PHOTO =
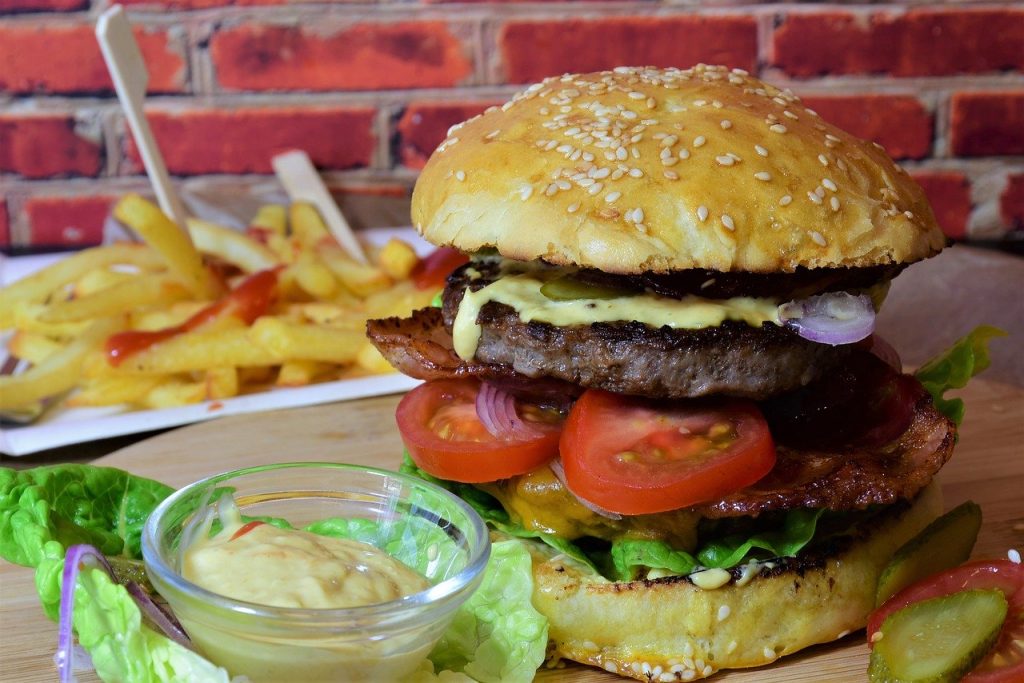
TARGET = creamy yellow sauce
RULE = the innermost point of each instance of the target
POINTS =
(522, 292)
(293, 568)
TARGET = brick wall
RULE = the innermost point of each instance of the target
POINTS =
(369, 88)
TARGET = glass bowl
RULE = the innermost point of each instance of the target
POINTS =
(423, 525)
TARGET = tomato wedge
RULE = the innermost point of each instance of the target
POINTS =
(432, 271)
(444, 436)
(1005, 664)
(635, 456)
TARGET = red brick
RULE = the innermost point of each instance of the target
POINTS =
(46, 145)
(987, 123)
(1012, 203)
(67, 59)
(949, 194)
(4, 225)
(243, 140)
(899, 123)
(41, 5)
(68, 221)
(424, 125)
(532, 50)
(365, 56)
(927, 42)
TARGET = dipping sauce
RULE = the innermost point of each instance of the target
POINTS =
(260, 563)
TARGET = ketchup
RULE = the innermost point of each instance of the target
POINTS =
(248, 301)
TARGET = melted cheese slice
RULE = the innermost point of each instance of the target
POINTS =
(522, 292)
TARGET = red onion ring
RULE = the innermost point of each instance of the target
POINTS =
(836, 317)
(496, 409)
(556, 467)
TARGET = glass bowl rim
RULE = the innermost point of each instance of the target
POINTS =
(436, 595)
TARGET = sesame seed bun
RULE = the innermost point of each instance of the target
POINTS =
(674, 628)
(642, 170)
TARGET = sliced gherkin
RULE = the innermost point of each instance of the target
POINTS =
(938, 640)
(567, 288)
(945, 543)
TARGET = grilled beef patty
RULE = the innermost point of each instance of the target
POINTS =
(631, 357)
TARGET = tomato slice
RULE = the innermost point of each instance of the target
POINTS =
(1006, 662)
(432, 271)
(440, 428)
(635, 456)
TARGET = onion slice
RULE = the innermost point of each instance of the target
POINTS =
(836, 317)
(559, 470)
(496, 409)
(84, 556)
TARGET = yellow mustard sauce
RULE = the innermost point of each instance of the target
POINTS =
(522, 292)
(294, 568)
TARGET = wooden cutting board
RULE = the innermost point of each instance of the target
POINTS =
(988, 467)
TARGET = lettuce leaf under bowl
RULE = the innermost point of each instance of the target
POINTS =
(954, 367)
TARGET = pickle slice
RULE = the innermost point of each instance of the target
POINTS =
(938, 640)
(568, 288)
(945, 543)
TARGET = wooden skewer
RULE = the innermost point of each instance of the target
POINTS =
(124, 60)
(303, 183)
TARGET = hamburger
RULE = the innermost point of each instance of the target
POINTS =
(658, 364)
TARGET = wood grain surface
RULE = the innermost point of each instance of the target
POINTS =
(988, 467)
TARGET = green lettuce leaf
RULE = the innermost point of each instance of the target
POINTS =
(954, 367)
(110, 627)
(497, 635)
(71, 504)
(630, 555)
(495, 515)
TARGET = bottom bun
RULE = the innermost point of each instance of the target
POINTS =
(671, 630)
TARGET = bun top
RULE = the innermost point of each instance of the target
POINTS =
(642, 169)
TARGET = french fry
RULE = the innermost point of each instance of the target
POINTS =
(40, 286)
(173, 393)
(307, 224)
(32, 346)
(306, 342)
(301, 373)
(397, 259)
(359, 279)
(221, 382)
(272, 217)
(115, 390)
(170, 242)
(145, 290)
(230, 246)
(56, 374)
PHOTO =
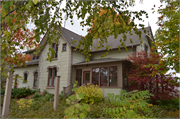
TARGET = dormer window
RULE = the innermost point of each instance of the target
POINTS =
(55, 47)
(34, 56)
(64, 47)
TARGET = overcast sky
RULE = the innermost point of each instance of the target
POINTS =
(147, 5)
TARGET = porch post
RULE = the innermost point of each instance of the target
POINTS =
(7, 95)
(56, 93)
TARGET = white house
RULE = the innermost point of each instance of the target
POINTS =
(70, 65)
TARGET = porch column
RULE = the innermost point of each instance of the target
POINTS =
(7, 95)
(120, 79)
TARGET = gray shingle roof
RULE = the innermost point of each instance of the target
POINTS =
(68, 35)
(114, 43)
(104, 60)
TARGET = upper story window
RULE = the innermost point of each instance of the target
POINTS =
(95, 76)
(34, 56)
(105, 77)
(64, 47)
(55, 47)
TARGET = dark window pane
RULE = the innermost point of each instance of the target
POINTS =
(79, 81)
(95, 72)
(113, 81)
(104, 81)
(79, 72)
(95, 80)
(104, 71)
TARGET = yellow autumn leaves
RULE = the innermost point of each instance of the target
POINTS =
(23, 103)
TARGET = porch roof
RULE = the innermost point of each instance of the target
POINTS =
(104, 60)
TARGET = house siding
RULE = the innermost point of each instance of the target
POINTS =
(30, 79)
(78, 57)
(62, 62)
(113, 54)
(107, 89)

• **TASK**
Keep the pictures out of your copy, and repeat every entry above exactly.

• **EXERCISE RESULT**
PHOTO =
TARGET = creamy yellow sauce
RULE = the innermost point of each instance of the target
POINTS =
(522, 292)
(293, 568)
TARGET = brick wall
RULE = the innermost point of each instance of the target
POINTS =
(369, 88)
TARGET = glass bowl
RULE = the innermost point of each instance of the target
POINTS =
(423, 525)
TARGET = tomato wedge
RULE = the innermost point of each instance of the target
POINTS =
(432, 271)
(444, 436)
(1005, 664)
(635, 456)
TARGET = red brick
RULE = the innermost point of each instance of the target
POINTS =
(46, 145)
(987, 123)
(1012, 203)
(67, 59)
(949, 194)
(4, 225)
(243, 140)
(899, 123)
(41, 5)
(68, 221)
(424, 125)
(532, 50)
(365, 56)
(927, 42)
TARGET = dipping sauce
RULE = the innermost point of each instance of the target
POINTS =
(260, 563)
TARGET = ketchup
RULE = the innermost point of each instance of the target
POINTS =
(248, 301)
TARGET = melted cheese slice
RULE = the innermost point of each instance of the target
POINTS =
(522, 292)
TARGET = red onion ring
RULE = the innermost point of each instance of the target
POINTS =
(836, 317)
(496, 409)
(556, 467)
TARGET = glass bowl rim
RULE = the innermost point of each instance of the target
POINTS =
(436, 595)
TARGET = sesame seed bun
RULE = the innermost point of each instance of the target
POINTS =
(674, 628)
(642, 170)
TARGET = sliced gherkin
RULE = the innermost point of each instance of the target
POINTS =
(938, 640)
(567, 288)
(945, 543)
TARGET = grilled beef patty
RULE = the innermost point of each instance of the target
POINTS =
(631, 357)
TARGET = tomato slice
RULE = the innermost point of each instance of the target
POINTS =
(1006, 662)
(432, 271)
(440, 428)
(635, 456)
TARGET = onion slice
RULE = the innermost point of each instance of the target
POINTS =
(836, 317)
(559, 470)
(496, 409)
(84, 556)
TARGET = yellow mustard sauce
RULE = the innermost point of each instance of the target
POINTS =
(522, 292)
(294, 568)
TARGET = wooden cutting board
RULE = the innermost point of each instance of the target
POINTS =
(988, 467)
TARGET = lettuce leaf under bowl
RULE = the innermost point of each instance of the target
POINTS =
(954, 367)
TARGET = pickle slice
RULE = the innermost point of each instance of the target
POINTS =
(938, 640)
(568, 288)
(945, 543)
TARGET = wooden skewer
RULE = the innermost point of each instance of the target
POINTS =
(124, 60)
(303, 183)
TARGET = hamburger
RULE = the innermost point of each instance of the target
POINTS =
(658, 364)
TARGET = wood grain surface
RULE = the innermost point of each instance of the target
POINTS =
(988, 467)
TARGET = green lettuce leaf
RULE = the innermost point of each instance of the target
POINTS =
(954, 367)
(110, 627)
(497, 635)
(71, 504)
(630, 555)
(495, 515)
TARGET = bottom bun
RULE = the innermost point of each instance of the target
POINTS =
(671, 630)
TARGET = bun top
RULE = the innermost point of each instance of the target
POINTS =
(642, 169)
TARGET = french fry
RULE = the innermost point of each instance of the target
POINTS =
(40, 286)
(173, 393)
(307, 224)
(32, 346)
(306, 342)
(301, 373)
(397, 259)
(359, 279)
(221, 382)
(272, 217)
(115, 390)
(170, 242)
(145, 290)
(230, 246)
(56, 374)
PHOTO =
TARGET = dormer window
RULE = the innermost point of each instance of the target
POINTS =
(55, 47)
(34, 56)
(64, 47)
TARGET = overcast sky
RULE = the innermost point of each instance of the target
POINTS =
(147, 5)
TARGET = porch post
RULE = the innermost point of each instance of the target
POINTS =
(7, 95)
(56, 93)
TARGET = white house
RULE = the innermost point of each instance of the target
POINTS =
(70, 65)
TARGET = porch column
RULE = the innermost point of each instance of the target
POINTS =
(7, 95)
(120, 79)
TARGET = gray shingle roof
RULE = the innermost point of each instance of the target
POINTS =
(68, 35)
(114, 43)
(104, 60)
TARGET = upper story window
RULE = the innermost point of each instance of the target
POINTS =
(95, 76)
(34, 56)
(105, 77)
(64, 47)
(55, 47)
TARGET = dark window pane
RULE = the innermost point of each instance of the target
POINTS =
(79, 81)
(95, 72)
(113, 81)
(104, 81)
(79, 72)
(95, 80)
(104, 71)
TARGET = yellow autumn leaves
RULE = the innermost point of each instance of the target
POINTS =
(23, 103)
TARGET = porch roof
RULE = the innermost point of each instance of the target
POINTS =
(104, 60)
TARGET = house siding
RULE = the innermost point of each instance of the target
POINTS =
(30, 79)
(78, 57)
(62, 62)
(113, 54)
(107, 89)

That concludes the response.